> _Extrait du document_
======

Karl Zero et Michel Royer (France 2006 - distribution : Victory Films)

la voix de Didier Gustin

90 min.
21 juin 2006
DANS LA PEAU DE JACQUES CHIRAC

Il existe différentes sortes de bêtes : la bête de foire, de cirque ou de scène, la bête de sexe ou encore la bête féroce. 
Jacques Chirac est un peu tout cela à la fois transcendé en une espèce dont il est, depuis les quarante ans qu’il hante les antichambres et podiums du pouvoir, un représentant exemplaire : la bête politique.

Celle qui galvanise les foules avec des lieux communs et qui rallie sous sa bannière les indécis et les mécontents uniquement parce qu’il sait utiliser à son profit les circonstances du moment .

Le film co-écrit avec Michel Royer s’attarde, sans méchanceté mais plutôt avec une badinerie goguenarde sur les bourdes, les revirements d’opinions, les contradictions de celui dont la marionnette dans les Guignols de l’info fait rimer politique et cynisme, habileté et sottise.

======

> _Exercices_
a – Relevez, dans la critique du film sur Jacques Chirac, toutes les sortes de bêtes énumérées dans la phrase qui commence par « Il existe différentes sortes de bêtes ».
b – Poursuivez la critique du film sur Jacques Chirac à partir de sa dernière phrase.
Les données qui suivent sont issues d'une source distincte.

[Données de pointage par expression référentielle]
======

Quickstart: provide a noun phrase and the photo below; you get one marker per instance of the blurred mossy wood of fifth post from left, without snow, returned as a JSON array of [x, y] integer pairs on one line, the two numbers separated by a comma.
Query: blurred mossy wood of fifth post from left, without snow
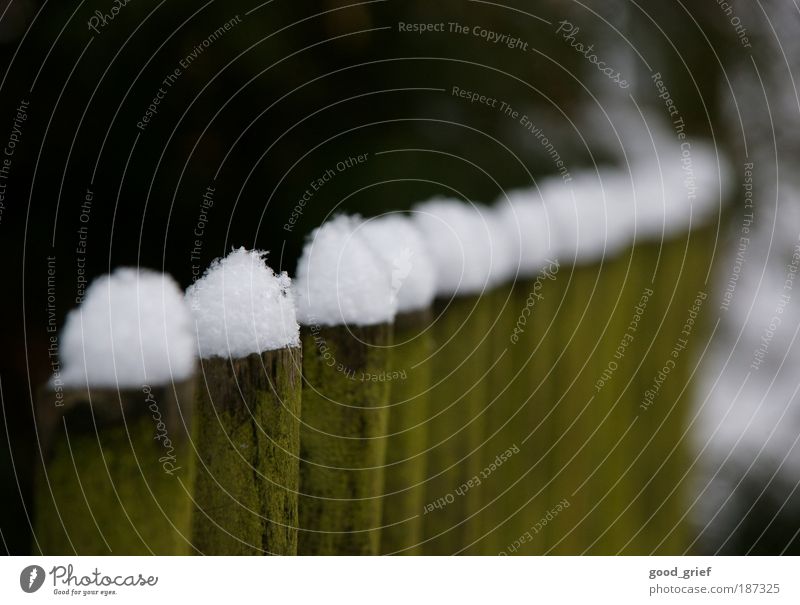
[[458, 398]]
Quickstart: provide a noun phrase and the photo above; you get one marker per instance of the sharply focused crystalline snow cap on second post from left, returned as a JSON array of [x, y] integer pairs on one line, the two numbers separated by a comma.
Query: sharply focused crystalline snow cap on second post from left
[[240, 306]]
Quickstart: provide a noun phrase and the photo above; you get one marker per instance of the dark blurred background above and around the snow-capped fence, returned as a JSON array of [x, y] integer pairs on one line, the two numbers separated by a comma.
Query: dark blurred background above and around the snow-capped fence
[[255, 102]]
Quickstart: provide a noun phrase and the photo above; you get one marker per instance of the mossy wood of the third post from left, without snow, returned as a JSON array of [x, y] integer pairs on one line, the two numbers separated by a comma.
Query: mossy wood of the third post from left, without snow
[[343, 438]]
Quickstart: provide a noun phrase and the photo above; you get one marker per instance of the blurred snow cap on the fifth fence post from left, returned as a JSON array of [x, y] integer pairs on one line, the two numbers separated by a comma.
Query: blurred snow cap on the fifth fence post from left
[[459, 242]]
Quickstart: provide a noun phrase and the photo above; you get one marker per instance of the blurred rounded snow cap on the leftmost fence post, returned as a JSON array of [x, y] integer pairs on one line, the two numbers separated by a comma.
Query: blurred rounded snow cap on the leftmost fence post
[[133, 328]]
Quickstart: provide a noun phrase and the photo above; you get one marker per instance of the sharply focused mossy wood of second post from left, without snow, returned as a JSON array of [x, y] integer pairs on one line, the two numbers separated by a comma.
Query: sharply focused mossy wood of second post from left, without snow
[[248, 443]]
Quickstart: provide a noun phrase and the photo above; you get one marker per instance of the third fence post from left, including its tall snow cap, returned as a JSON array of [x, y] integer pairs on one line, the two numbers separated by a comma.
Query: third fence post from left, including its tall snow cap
[[346, 306]]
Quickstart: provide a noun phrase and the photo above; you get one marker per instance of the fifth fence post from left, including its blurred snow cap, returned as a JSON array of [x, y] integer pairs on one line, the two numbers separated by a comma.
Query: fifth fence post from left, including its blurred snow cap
[[460, 246]]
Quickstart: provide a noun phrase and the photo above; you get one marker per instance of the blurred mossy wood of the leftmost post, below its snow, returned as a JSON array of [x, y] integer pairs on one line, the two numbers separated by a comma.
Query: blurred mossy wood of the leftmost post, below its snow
[[118, 472]]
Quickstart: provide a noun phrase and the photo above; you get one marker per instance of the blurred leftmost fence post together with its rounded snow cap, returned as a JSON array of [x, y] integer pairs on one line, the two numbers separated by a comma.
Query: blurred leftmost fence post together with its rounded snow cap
[[117, 472]]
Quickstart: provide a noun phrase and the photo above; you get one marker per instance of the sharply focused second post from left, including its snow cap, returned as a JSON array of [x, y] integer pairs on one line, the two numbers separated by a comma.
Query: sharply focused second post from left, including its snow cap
[[247, 435]]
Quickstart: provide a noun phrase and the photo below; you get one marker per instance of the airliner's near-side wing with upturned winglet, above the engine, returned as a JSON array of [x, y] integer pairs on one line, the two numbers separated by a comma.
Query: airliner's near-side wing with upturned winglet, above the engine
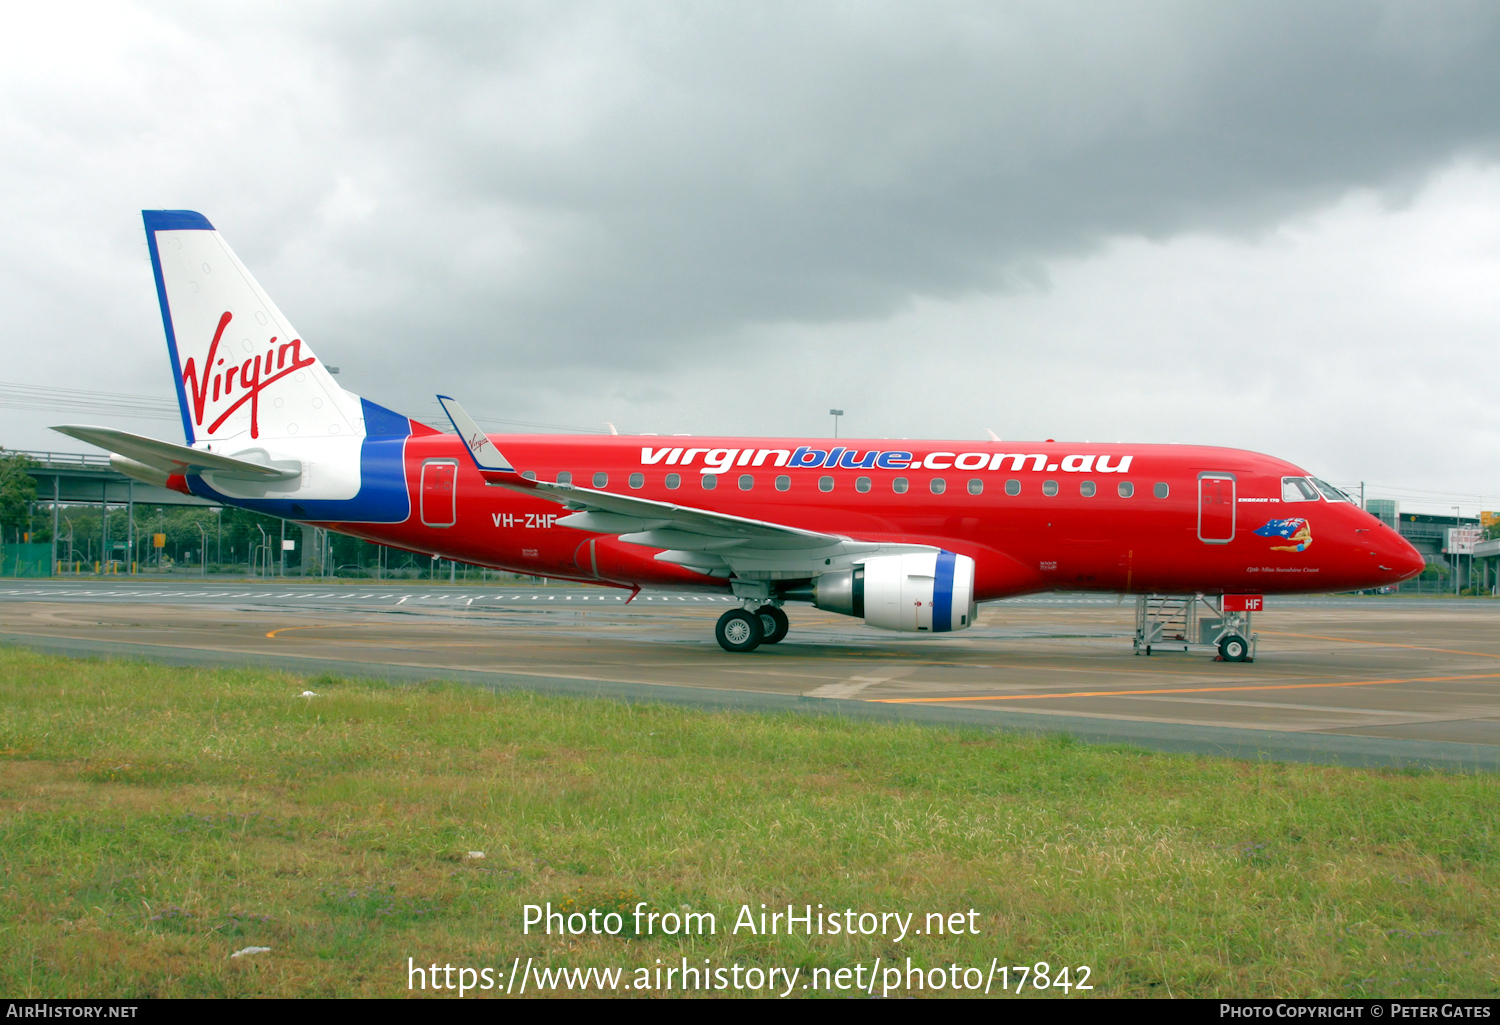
[[703, 540]]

======

> _Réponses par exercice_
a – la bête de foire, la bête de cirque, la bête de scène, la bête de sexe, la bête féroce

b –
Montage-puzzle réussi parce que calibré dans son souci de présenter la réalité d’une façon « abracadabrantesque » « Dans la peau.. . » est un accolement de documents d’archives télévisées dont la voix off qui imite celle de Chirac confère au film un je ne sais quoi de « pas grave » qui lui donne un côté léger, bien éloigné des docu-reportages pointus à la moulinette desquels ont été passés G.W Bush (« Fahrenheit 9/11 » de Michael Moore), Berlusconi (« Viva Zapatero » de Sabina Guzzanti) ou Amin Dada (de Barbet Schroeder).

Finalement ce film est presque comme une opérette dans laquelle tout finit - les tromperies, les veuleries, les promesses non tenues, les propos irréfléchis - sinon par s’arranger du moins par faire rire.

Avant tout malicieux, « Dans la peau » s’intéresse peu aux côtés franchement sombres du personnage laissant à Franz-Olivier Giesbert dans « La tragédie du président » le vilain rôle de celui qui dévoile les trivialités d’une vie dans laquelle l’impudence le dispute à l’inconséquence.

Il est intéressant de coupler ce film avec celui qui sort sur Zidane afin de saisir, à travers deux personnages emblématiques de la France contemporaine, la quintessence d’une époque axée sur le « je » où la cohérence et la moralité d’une conduite sont plus présentes chez un footballeur que chez un chef d’État.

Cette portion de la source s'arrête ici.